# WHAT TO WORK ON
In all of the lines below, change "sample" to "example" wherever it occurs and leave the rest as it is.

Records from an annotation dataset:

******************************

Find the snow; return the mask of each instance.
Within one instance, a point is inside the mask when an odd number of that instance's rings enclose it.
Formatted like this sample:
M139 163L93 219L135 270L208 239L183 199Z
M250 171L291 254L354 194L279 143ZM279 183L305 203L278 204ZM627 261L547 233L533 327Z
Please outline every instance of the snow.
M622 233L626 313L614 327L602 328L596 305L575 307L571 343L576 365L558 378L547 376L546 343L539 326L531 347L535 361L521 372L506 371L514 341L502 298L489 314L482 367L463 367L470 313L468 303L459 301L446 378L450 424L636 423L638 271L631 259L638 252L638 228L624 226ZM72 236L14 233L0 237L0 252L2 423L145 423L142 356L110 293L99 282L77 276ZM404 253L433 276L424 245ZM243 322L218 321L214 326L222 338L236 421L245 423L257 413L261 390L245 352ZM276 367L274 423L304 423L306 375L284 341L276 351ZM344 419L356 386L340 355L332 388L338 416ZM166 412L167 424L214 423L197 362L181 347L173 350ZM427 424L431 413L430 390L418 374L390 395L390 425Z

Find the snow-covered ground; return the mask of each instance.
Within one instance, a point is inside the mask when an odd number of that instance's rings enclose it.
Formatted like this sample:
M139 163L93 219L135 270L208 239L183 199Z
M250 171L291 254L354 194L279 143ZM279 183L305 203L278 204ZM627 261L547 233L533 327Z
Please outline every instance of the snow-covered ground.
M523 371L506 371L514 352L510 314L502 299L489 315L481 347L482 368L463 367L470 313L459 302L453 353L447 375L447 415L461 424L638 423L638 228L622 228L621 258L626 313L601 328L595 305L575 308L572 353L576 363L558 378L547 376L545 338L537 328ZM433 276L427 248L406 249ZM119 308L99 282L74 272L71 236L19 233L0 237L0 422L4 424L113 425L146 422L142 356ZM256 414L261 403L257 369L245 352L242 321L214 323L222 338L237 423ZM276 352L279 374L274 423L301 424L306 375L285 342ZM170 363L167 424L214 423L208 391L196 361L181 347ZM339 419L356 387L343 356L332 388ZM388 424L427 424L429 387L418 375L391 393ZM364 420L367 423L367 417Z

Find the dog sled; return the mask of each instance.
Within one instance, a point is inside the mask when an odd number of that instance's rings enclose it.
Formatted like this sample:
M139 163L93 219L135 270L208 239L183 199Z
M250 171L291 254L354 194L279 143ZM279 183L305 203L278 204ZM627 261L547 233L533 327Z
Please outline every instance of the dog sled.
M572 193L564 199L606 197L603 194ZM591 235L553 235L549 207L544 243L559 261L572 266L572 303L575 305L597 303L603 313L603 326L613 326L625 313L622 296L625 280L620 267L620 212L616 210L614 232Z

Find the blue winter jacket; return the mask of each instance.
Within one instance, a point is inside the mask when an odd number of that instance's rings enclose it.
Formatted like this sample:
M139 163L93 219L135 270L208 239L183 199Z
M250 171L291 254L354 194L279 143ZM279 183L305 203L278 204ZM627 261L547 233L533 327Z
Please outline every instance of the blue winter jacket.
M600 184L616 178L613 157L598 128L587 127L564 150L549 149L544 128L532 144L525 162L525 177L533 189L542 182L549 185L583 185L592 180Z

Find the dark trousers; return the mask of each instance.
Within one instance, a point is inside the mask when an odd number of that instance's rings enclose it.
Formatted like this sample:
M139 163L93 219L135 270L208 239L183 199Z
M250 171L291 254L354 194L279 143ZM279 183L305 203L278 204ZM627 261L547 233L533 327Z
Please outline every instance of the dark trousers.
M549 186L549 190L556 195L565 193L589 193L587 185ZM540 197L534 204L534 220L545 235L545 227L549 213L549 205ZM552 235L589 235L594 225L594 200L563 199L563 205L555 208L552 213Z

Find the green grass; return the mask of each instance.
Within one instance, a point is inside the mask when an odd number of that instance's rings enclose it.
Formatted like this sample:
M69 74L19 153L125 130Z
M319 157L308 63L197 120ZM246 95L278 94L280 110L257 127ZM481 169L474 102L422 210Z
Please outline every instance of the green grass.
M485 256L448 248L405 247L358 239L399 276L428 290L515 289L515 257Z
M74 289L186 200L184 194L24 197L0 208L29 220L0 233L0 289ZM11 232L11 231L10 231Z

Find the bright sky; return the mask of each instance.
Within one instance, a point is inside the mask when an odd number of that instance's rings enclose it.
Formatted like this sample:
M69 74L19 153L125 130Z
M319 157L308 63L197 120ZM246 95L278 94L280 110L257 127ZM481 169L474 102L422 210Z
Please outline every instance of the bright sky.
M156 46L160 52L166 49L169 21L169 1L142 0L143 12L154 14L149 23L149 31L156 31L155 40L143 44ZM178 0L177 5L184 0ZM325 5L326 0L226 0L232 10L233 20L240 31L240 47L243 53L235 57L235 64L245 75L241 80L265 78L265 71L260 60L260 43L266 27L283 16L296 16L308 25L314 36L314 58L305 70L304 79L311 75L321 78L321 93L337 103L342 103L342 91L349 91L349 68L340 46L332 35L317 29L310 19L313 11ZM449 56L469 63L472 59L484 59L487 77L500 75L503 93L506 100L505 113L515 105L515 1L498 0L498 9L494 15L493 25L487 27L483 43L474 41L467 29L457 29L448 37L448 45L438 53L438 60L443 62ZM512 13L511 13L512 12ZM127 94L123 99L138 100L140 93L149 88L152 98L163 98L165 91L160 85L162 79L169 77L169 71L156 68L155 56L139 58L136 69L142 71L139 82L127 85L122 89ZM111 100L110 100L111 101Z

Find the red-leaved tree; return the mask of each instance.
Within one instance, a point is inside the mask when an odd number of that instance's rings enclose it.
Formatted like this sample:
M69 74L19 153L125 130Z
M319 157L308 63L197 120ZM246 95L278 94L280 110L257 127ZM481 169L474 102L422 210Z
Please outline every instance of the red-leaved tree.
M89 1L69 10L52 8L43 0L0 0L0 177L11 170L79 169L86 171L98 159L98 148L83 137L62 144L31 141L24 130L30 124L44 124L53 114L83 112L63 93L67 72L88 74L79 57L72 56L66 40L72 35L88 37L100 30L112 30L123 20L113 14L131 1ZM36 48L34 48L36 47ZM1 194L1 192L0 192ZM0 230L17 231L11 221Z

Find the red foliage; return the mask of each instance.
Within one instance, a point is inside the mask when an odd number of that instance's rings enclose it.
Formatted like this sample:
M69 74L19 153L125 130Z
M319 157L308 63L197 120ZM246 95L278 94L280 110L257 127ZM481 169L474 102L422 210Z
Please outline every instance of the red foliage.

******************************

# TASK OUTPUT
Find the snow; return the mask of each instance.
Within one instance, a point is inside the mask when an odd number of that instance's rings enclose it.
Formatted like this example:
M139 163L93 219L135 270L208 239L183 199Z
M250 171L291 254L354 194L279 143ZM279 183L305 203L278 204ZM627 261L547 233L533 327Z
Please outline every instance of the snow.
M622 233L626 313L614 327L602 328L596 305L575 307L571 343L576 365L558 378L547 376L546 343L539 326L531 347L535 361L521 372L506 371L514 341L502 298L489 314L482 367L463 367L470 313L468 303L459 301L446 378L450 424L636 423L638 271L631 259L638 252L638 228L624 226ZM72 236L14 233L0 237L0 252L2 423L145 423L142 356L110 293L99 282L77 276ZM404 253L433 276L424 245ZM243 322L218 321L214 326L222 338L236 421L245 423L257 413L261 390L245 352ZM276 367L274 423L304 423L306 375L284 341L276 351ZM344 419L356 386L340 355L332 388L338 416ZM166 412L167 424L214 423L197 362L181 347L173 350ZM427 424L431 413L430 390L418 374L390 395L390 425Z

Find the snow-covered ground; return the mask of each instance.
Within one instance, a point is inside the mask when an odd number of that instance's rings enclose it.
Formatted like this example:
M139 163L93 219L135 270L208 239L183 199Z
M250 171L291 254L354 194L279 143ZM279 183L305 203L278 204ZM627 261L547 233L533 327Z
Please outline every instance of the snow-covered ground.
M523 371L506 371L514 352L510 314L502 299L489 315L481 347L482 368L463 367L470 313L459 302L453 353L447 375L447 415L461 424L638 423L638 228L622 228L621 258L626 313L601 328L595 305L575 308L572 353L576 363L558 378L547 376L545 338L537 328ZM433 276L427 248L406 249ZM119 308L99 282L74 272L71 236L19 233L0 237L0 422L4 424L113 425L146 422L142 356ZM256 414L261 403L257 369L245 352L242 321L214 323L222 338L237 423ZM276 352L279 374L274 423L301 424L306 375L285 342ZM170 363L167 424L214 423L208 391L196 361L181 347ZM339 419L356 387L343 356L332 388ZM388 424L427 424L429 387L418 375L391 393ZM364 420L367 423L367 417Z

Find the dog sled; return the mask of each instance.
Within one instance, a point is inside the mask when an odd number of that instance's rings enclose it.
Formatted like this example:
M139 163L93 219L135 270L208 239L183 199Z
M250 171L291 254L354 194L279 143ZM279 183L305 203L278 204ZM627 261L547 233L533 327Z
Please outline every instance of the dog sled.
M572 193L564 199L606 197L603 194ZM591 235L553 235L549 207L544 243L559 261L572 266L572 303L575 305L597 303L603 313L603 326L613 326L625 313L622 296L625 280L620 267L620 212L616 210L614 232Z

Find the blue winter jacket; return the mask of each instance.
Within one instance, a point is inside the mask when an odd number of that instance's rings enclose it.
Formatted like this example:
M139 163L93 219L135 270L208 239L183 199Z
M250 171L291 254L354 194L279 143ZM279 183L305 203L278 204ZM627 261L547 233L533 327Z
Please outline every instance of the blue winter jacket.
M600 184L616 178L613 157L598 128L587 127L564 150L549 149L544 128L532 144L525 162L525 177L533 189L542 182L549 185L583 185L592 180Z

Find the dark trousers; return the mask of each instance.
Within one instance, a point is inside the mask when an odd number of that instance's rings enclose it.
Formatted like this example:
M139 163L93 219L135 270L208 239L183 199Z
M250 171L291 254L354 194L279 143ZM279 183L305 203L278 204ZM627 261L547 233L533 327Z
Please outline every instance of the dark trousers.
M549 186L549 190L556 195L565 193L589 193L587 185ZM540 197L534 204L534 220L545 235L545 227L549 213L549 205ZM552 235L589 235L594 225L594 200L563 199L563 205L555 208L552 213Z

Find the green grass; return the mask of each instance.
Within one instance, a point is inside the mask when an odd number of that instance's rings enclose it.
Formatted like this example:
M69 74L19 153L125 130Z
M319 157L308 63L197 120ZM246 95L278 94L280 110L257 127ZM481 169L474 102L422 210Z
Please outline every instance of the green grass.
M485 256L448 248L405 247L358 239L399 276L428 290L515 289L515 257Z
M74 289L186 200L184 194L24 197L0 208L29 220L0 233L0 289ZM11 232L11 231L10 231Z

Find the bright sky; return the mask of each instance.
Within one instance, a point is inside the mask when an odd number of that instance's rings enclose it.
Formatted like this example:
M69 74L19 153L125 130Z
M319 157L308 63L197 120ZM246 95L278 94L280 110L257 127ZM481 169L474 102L422 210Z
Please outline every instance of the bright sky.
M156 46L160 52L166 49L169 21L169 1L142 0L143 12L154 14L149 23L149 31L156 31L155 40L143 44ZM178 0L177 5L184 0ZM325 5L326 0L226 0L232 10L233 20L240 31L240 47L243 53L235 57L235 64L245 75L241 80L265 78L265 71L260 60L260 43L266 27L283 16L296 16L308 25L314 36L314 58L305 70L304 79L311 75L321 78L321 93L337 103L342 103L342 91L349 91L349 68L340 46L332 35L317 29L310 19L313 11ZM449 56L469 63L472 59L484 59L487 77L500 75L503 93L506 100L505 113L515 105L515 1L498 0L498 9L494 15L493 25L487 27L483 43L474 41L467 29L457 29L448 37L448 45L438 53L438 60L443 62ZM512 13L511 13L512 12ZM127 94L123 99L138 100L140 93L149 88L152 98L163 98L165 91L160 85L162 79L169 77L169 71L156 68L155 56L139 58L136 69L142 71L139 82L127 85L122 89ZM111 100L110 100L111 101Z

Find the red-leaved tree; return the mask of each instance.
Within one instance, a point is inside the mask when an odd number of that instance's rings enclose it.
Formatted like this example:
M69 74L19 153L125 130Z
M319 157L308 63L197 120ZM246 95L278 94L280 110L257 127ZM481 169L474 102L422 210Z
Please outline every instance of the red-leaved tree.
M89 1L69 10L52 8L43 0L0 0L0 177L11 170L79 169L86 171L98 159L98 148L83 137L62 144L31 141L24 130L30 124L44 124L53 114L83 112L63 93L67 72L88 74L79 57L72 56L66 40L72 35L88 37L100 30L112 30L123 20L113 14L131 1ZM36 48L34 48L36 47ZM1 194L1 192L0 192ZM0 230L17 231L11 221Z

Find the red foliage; return the mask of each instance.
Within one instance, a point is inside the mask when an odd number of that instance's rings enclose it.
Formatted like this example:
M69 74L19 153L125 130Z
M319 157L308 63L197 120ZM246 95L278 94L280 110L257 127ZM481 169L474 102L422 210Z
Please outline every instance of the red foliage.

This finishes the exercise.